> _Your objective_:
List every line of the items below that contains the string "american", copying each line in full. Matching is case-sensitive.
━━━ Records supplied ━━━
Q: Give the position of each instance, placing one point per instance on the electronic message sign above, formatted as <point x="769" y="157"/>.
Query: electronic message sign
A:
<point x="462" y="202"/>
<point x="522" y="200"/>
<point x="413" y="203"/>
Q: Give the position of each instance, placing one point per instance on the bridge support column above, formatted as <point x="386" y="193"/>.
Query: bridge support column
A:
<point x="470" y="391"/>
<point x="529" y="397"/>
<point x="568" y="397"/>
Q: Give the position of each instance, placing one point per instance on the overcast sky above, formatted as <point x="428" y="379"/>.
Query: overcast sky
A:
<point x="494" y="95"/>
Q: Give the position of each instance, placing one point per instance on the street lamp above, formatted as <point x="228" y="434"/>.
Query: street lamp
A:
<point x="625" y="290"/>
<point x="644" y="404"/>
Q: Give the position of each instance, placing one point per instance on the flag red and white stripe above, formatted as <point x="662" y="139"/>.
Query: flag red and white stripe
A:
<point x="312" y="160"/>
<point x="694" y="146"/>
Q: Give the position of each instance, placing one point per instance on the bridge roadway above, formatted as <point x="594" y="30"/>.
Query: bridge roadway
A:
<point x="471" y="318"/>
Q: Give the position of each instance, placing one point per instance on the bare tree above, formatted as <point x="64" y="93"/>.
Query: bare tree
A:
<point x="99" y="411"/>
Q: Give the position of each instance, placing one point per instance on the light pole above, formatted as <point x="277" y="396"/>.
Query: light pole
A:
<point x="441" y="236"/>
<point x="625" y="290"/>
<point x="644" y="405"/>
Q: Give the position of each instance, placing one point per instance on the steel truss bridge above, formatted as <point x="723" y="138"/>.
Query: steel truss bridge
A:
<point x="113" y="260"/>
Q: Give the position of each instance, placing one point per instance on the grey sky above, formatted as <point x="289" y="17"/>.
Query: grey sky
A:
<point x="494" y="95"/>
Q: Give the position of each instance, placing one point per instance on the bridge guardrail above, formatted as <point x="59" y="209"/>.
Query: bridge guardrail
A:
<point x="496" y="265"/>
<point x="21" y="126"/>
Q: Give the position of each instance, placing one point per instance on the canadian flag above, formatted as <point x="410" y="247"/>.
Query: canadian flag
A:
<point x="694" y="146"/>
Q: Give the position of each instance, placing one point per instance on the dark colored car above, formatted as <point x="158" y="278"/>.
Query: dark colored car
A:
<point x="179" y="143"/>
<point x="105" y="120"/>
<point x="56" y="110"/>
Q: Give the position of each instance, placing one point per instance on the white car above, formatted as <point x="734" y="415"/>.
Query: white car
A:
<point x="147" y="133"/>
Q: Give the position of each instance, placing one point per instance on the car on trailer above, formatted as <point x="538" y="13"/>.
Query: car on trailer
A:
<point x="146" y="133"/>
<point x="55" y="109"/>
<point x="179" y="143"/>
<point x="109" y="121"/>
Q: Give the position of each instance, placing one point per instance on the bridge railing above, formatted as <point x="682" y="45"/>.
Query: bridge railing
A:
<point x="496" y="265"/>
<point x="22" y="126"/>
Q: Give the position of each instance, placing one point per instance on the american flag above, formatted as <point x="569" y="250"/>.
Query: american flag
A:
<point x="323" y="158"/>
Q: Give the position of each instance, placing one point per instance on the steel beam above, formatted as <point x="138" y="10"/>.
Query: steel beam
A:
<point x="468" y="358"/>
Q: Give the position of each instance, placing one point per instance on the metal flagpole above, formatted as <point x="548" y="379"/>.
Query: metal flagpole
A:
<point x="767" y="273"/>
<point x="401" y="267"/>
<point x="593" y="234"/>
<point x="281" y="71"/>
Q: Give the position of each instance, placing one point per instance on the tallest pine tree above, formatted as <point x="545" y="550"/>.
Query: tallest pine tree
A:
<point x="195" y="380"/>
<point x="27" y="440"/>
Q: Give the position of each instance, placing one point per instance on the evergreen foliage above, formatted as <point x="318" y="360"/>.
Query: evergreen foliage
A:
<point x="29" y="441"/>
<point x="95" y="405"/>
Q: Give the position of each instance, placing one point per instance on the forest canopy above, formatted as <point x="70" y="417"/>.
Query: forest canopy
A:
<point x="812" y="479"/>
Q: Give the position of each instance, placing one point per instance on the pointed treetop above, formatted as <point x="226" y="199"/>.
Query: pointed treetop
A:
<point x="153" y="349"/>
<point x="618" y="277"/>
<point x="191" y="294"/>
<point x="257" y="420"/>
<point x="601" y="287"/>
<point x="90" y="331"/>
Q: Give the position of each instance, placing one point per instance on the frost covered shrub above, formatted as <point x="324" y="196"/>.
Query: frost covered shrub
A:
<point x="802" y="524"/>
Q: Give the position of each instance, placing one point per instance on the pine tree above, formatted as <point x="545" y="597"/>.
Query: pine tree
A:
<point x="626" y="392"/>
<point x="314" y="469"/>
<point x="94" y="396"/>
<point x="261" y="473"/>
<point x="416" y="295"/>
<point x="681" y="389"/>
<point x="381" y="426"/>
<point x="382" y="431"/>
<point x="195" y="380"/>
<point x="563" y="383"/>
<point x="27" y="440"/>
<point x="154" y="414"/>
━━━
━━━ Records supplied ━━━
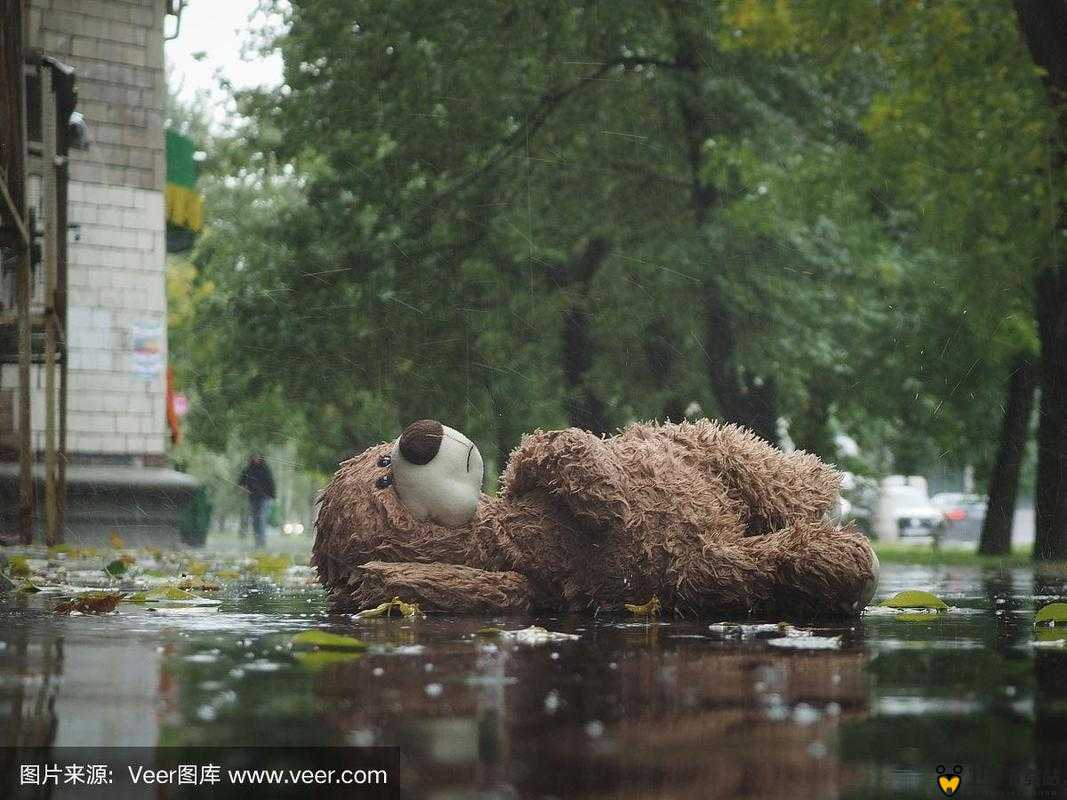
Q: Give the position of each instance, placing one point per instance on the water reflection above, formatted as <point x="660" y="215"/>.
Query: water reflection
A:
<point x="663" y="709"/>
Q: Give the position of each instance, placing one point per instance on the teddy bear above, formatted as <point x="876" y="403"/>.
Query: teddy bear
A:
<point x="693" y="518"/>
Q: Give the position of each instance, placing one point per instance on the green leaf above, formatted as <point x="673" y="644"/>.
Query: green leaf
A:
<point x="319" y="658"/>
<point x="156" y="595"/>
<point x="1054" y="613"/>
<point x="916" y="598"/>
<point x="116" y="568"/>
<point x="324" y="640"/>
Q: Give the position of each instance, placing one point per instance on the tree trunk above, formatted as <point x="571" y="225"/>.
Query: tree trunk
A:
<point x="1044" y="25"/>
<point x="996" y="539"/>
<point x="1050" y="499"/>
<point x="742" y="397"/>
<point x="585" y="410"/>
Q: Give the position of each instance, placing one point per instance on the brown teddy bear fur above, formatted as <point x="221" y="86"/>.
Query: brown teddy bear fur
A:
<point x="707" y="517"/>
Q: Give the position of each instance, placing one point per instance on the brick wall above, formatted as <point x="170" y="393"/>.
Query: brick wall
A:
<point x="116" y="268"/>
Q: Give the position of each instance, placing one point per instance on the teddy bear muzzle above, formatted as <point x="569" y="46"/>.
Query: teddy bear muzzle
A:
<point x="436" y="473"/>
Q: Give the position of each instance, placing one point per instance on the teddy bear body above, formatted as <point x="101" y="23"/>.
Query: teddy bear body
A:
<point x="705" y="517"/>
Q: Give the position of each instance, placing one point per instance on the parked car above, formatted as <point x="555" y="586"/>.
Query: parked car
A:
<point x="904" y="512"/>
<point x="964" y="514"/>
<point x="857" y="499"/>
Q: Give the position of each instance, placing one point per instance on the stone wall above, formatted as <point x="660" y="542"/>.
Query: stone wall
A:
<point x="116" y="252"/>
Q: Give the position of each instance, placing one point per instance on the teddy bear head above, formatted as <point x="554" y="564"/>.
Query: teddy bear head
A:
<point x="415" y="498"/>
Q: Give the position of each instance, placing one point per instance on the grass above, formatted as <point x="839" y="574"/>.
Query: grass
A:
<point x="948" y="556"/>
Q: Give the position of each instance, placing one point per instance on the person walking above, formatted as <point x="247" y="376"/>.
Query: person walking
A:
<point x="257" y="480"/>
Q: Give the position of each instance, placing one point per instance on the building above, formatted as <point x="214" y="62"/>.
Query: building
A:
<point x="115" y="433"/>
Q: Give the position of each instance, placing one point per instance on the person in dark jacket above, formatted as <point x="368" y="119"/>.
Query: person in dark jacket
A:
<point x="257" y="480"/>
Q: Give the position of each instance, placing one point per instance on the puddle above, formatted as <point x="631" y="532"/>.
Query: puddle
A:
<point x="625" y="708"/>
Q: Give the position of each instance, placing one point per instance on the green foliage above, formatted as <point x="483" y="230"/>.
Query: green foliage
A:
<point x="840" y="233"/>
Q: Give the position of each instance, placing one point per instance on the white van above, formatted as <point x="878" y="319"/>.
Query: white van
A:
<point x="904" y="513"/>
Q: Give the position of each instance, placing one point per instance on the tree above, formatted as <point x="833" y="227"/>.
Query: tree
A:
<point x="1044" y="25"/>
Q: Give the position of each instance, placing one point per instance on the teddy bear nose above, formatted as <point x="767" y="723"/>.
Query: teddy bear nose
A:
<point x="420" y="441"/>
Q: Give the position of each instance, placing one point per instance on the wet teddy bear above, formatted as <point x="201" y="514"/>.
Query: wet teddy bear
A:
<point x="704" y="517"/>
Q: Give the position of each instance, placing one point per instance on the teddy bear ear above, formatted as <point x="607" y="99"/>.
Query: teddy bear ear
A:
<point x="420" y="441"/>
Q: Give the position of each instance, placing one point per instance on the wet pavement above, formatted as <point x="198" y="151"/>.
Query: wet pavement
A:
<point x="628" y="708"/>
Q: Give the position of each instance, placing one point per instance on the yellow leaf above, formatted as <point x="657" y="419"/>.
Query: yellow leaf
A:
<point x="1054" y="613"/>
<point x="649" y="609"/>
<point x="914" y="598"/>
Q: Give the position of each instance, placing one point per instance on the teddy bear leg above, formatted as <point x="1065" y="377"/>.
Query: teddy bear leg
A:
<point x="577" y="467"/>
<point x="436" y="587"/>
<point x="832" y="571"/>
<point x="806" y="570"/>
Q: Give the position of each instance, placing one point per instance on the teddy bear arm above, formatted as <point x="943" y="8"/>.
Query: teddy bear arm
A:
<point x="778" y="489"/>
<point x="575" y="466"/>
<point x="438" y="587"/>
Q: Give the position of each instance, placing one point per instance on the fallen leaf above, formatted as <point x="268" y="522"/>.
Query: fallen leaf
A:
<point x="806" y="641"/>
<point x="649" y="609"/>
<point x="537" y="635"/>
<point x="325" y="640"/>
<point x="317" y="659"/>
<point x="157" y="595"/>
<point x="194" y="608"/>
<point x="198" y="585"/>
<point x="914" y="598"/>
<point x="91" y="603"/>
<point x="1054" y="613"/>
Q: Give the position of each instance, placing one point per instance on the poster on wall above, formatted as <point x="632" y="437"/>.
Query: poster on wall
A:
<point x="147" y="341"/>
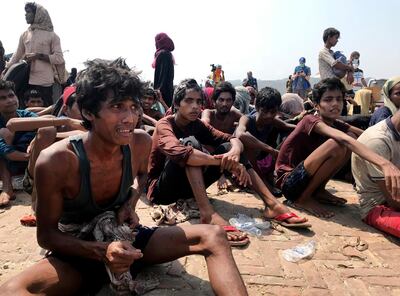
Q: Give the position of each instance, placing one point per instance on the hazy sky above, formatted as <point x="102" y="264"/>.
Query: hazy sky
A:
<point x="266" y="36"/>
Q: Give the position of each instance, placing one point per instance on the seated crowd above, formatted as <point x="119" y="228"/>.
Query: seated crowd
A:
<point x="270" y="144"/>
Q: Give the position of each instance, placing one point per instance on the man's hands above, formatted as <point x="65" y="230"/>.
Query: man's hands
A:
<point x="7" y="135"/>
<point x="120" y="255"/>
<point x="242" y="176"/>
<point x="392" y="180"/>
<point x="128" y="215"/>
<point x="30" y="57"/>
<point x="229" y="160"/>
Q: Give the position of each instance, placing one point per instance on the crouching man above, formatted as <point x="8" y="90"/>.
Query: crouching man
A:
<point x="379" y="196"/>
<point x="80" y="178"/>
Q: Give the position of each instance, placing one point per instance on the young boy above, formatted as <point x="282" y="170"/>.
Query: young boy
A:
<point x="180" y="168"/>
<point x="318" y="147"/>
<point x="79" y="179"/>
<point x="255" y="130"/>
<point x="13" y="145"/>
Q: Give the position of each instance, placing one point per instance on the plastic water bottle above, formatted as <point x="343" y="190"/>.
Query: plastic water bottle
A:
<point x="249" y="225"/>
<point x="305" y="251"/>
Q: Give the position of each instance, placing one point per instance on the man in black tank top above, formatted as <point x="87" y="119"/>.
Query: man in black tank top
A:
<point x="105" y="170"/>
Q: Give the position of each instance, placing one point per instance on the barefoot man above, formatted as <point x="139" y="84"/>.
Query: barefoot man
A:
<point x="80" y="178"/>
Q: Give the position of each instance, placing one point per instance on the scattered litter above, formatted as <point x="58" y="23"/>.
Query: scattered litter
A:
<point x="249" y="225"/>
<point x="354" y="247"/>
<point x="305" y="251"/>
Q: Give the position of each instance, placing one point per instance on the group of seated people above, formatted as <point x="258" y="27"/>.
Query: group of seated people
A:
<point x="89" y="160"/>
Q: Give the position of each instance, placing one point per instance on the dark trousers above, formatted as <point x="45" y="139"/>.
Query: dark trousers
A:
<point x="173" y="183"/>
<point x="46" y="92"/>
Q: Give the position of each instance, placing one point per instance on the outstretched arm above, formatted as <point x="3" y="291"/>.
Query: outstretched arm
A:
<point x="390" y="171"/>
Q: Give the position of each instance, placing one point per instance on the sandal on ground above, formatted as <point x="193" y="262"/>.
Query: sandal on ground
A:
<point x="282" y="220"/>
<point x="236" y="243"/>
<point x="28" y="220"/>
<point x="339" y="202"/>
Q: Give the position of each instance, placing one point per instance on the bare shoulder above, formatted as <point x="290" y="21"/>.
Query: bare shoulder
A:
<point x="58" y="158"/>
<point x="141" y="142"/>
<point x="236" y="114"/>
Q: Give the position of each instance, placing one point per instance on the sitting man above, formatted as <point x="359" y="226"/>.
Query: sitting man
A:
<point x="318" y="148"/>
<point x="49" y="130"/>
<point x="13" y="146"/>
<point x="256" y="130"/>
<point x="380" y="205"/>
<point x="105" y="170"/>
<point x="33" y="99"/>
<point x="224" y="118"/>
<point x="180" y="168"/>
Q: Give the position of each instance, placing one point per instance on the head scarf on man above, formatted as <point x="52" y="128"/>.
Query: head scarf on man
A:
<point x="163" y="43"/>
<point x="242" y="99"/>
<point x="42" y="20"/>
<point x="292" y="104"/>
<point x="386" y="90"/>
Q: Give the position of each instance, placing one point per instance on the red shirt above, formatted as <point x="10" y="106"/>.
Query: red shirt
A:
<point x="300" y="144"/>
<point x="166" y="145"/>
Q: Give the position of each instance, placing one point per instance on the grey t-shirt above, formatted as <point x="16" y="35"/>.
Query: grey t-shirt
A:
━━━
> _Finished exercise_:
Q: Give the position of each instance, placing one point per instance on the american flag above, formatted as <point x="569" y="250"/>.
Query: american flag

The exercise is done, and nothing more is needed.